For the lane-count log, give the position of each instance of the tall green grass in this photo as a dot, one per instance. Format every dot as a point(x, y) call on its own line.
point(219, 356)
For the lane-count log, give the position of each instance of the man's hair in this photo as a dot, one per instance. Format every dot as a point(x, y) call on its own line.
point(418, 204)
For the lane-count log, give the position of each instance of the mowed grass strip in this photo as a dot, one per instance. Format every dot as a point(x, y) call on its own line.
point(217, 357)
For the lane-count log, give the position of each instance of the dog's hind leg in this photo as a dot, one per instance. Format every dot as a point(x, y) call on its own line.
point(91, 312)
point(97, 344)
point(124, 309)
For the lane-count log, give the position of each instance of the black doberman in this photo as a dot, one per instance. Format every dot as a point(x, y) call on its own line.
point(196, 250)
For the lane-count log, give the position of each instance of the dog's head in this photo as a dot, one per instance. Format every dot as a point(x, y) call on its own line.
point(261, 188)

- - -

= Consigne =
Remettez à l'échelle tout ce qui va de la ligne contenant "of the mowed" jusqu'à la ligne contenant "point(217, 357)", ces deux lignes comprises, et seulement ce passage. Recopiez ces lignes, demandes incluses, en multipliant par 1,25 chaque coordonnée des points donnés en réponse, puis arrondissez à l'entier en arrondissant les demis vers le haut.

= Sortie complète =
For the lane-count log, give the position of each instance of the mowed grass strip in this photo as a dot, one per instance. Format every dot as a point(x, y) call on its own line.
point(271, 446)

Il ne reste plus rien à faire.